■ 正文节选 ■
-- -- --
首页 公众参与 志愿行动 2009年“江河十年行”之十五――怒江,真正的大峡谷

2009年“江河十年行”之十五――怒江,真正的大峡谷

2010-01-12

汪永晨 周晨

 

    2009年12月29日,我们是在欣赏了怒江的暮色,又踏着月光走进怒江第一湾旁的小村落――丙中洛的。在我9次怒江行中,每一次都是住在这个小村子里的农家小旅馆。家中的木楼,厨房间屋顶上挂的金黄色的玉米,火塘上烤出的石锅饼,还有家中男男女女边喝边唱的酒歌,我都是那么熟悉也那么亲切。每次家里的媳妇阿花都会淡淡地笑着对我说:又来了。给你做了你最爱吃的干笋。

    今天一到阿花家,她说,你们来电话太晚了,家里的笋都吃完了,明天我到村里给你找找。

    阿花的一席话,让我觉得像是回了家。

2004年,第一次见到夕阳中的怒江第一湾

2004年,第一次住在丙中洛农家

2004年,为了拍怒江第一湾

2004年,第一次在怒江第一湾合影

   时间过得真快。2004年,5年前我们在怒江边时,为她的美发出的惊叹,仿佛还在耳边,笑的模样也似乎就在眼前。那次爬上车给大家拍照的李波现在是自然之友的总干事。扶着他上到车项的新华社摄影记者也从刚刚开始关注自然,到现在已经穿越了塔克拉玛干大沙漠,又行走了一次又一次非洲大地,欧洲大山和中国西部的大沙漠。

   中国媒体第一次集体关注怒江的阵容今天看起来也十分强大:新华社、中央人民广播电台、中央电视台、南方周末、国家地理、中国环境报、绿色中国。那一次,我们每天晚上的一个重要工作就是为北京人民广播电台直播当天在怒江的所见所闻。随行的记者苏京平把同行的专家,云南社科院黄光成研究员弄得天天做梦都在做广播节目。

    也是那次,我们离开怒江第一湾后,车里一反常态的安静。每个人都在为这么美的地方因水坝的修建可能就要被淹而忧心忡忡。正在这时,我的手机响了,电话那边的朋友告诉我,温家宝总理在怒江要建十三级水电站的项目书上批示:对此类引起社会高度关注,且在环保方面有不同意见的大型水电工程应慎重研究,科学决策。
-- -- --
■ 数据集 ■

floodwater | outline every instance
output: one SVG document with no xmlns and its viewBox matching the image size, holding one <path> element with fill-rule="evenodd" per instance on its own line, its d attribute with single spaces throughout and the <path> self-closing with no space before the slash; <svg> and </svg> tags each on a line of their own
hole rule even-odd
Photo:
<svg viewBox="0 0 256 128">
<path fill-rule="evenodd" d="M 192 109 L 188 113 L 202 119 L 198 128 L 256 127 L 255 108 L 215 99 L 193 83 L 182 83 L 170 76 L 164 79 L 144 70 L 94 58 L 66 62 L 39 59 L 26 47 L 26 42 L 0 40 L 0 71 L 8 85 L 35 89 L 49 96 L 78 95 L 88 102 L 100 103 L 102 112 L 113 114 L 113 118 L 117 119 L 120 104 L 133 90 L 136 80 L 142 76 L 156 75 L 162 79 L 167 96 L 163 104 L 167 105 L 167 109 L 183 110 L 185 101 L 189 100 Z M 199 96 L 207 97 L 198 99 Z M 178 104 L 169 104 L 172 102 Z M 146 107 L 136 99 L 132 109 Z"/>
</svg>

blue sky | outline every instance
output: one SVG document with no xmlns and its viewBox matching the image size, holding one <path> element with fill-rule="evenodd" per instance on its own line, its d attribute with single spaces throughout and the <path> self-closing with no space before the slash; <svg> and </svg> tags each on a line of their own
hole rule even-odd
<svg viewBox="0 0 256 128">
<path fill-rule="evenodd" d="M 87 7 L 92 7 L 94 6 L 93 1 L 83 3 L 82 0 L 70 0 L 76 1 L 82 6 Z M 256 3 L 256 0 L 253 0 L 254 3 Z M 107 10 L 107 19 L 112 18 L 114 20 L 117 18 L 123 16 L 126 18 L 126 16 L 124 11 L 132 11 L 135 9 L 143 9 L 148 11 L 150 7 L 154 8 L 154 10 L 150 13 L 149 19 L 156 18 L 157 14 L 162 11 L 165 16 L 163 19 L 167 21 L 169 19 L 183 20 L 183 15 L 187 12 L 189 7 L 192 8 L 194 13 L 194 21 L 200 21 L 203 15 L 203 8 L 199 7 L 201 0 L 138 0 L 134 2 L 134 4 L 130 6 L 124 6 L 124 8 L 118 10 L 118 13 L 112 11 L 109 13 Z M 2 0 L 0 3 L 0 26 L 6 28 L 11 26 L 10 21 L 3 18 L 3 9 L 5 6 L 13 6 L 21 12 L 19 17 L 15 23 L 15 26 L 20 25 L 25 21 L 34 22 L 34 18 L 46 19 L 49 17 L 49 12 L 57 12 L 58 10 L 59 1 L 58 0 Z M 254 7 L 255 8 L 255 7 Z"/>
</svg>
-- -- --
■ 本练习任务 ■
a) 根据正文节选,2004年那次爬上车给大家拍照的李波现在担任什么职务?
b) 将记录中从含有“blue sky | outline every instance”的那一行直到记录末尾(首尾均包括在内)整理为两列 CSV,列名为“指令”和“答案”。每项占一行,指令文本和答案各放在一个加引号的字段里,其中的换行一律改为空格。

■ 各题答案 ■
a) 自然之友的总干事。

b)
指令,答案
"blue sky | outline every instance output: one SVG document with no xmlns and its viewBox matching the image size, holding one <path> element with fill-rule=""evenodd"" per instance on its own line, its d attribute with single spaces throughout and the <path> self-closing with no space before the slash; <svg> and </svg> tags each on a line of their own hole rule even-odd","<svg viewBox=""0 0 256 128""> <path fill-rule=""evenodd"" d=""M 87 7 L 92 7 L 94 6 L 93 1 L 83 3 L 82 0 L 70 0 L 76 1 L 82 6 Z M 256 3 L 256 0 L 253 0 L 254 3 Z M 107 10 L 107 19 L 112 18 L 114 20 L 117 18 L 123 16 L 126 18 L 126 16 L 124 11 L 132 11 L 135 9 L 143 9 L 148 11 L 150 7 L 154 8 L 154 10 L 150 13 L 149 19 L 156 18 L 157 14 L 162 11 L 165 16 L 163 19 L 167 21 L 169 19 L 183 20 L 183 15 L 187 12 L 189 7 L 192 8 L 194 13 L 194 21 L 200 21 L 203 15 L 203 8 L 199 7 L 201 0 L 138 0 L 134 2 L 134 4 L 130 6 L 124 6 L 124 8 L 118 10 L 118 13 L 112 11 L 109 13 Z M 2 0 L 0 3 L 0 26 L 6 28 L 11 26 L 10 21 L 3 18 L 3 9 L 5 6 L 13 6 L 21 12 L 19 17 L 15 23 L 15 26 L 20 25 L 25 21 L 34 22 L 34 18 L 46 19 L 49 17 L 49 12 L 57 12 L 58 10 L 59 1 L 58 0 Z M 254 7 L 255 8 L 255 7 Z""/> </svg>"